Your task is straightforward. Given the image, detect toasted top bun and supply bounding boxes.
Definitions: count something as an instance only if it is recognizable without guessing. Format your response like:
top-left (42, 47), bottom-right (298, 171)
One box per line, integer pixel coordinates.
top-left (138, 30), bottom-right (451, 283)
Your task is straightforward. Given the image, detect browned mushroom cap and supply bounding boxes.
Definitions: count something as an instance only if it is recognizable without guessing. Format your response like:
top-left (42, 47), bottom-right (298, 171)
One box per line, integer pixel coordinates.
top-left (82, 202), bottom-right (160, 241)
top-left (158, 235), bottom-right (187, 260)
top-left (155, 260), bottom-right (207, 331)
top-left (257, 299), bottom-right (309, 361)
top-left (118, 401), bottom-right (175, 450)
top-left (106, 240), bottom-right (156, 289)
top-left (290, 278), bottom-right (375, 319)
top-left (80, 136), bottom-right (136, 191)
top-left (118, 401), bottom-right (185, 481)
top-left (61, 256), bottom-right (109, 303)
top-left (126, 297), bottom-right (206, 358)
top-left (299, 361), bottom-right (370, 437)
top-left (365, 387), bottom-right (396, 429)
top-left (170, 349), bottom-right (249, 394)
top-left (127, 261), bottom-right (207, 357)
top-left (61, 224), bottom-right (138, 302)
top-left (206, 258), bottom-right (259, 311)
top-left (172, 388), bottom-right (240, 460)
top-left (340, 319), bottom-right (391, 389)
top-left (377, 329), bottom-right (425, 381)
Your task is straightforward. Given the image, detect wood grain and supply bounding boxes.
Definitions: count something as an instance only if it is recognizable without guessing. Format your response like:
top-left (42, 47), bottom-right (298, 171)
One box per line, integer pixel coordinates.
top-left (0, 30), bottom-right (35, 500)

..........

Goal: Find each line in the records above that contains the string "boxes" and copy those lines out.

Response to this task:
Your task is straightforward. Given the image, detect toasted top bun and supply bounding boxes.
Your task is straightforward. Given the image, detect browned mushroom cap and supply bounding boxes.
Your task is straightforward. Given the image, detect wood grain and supply bounding boxes.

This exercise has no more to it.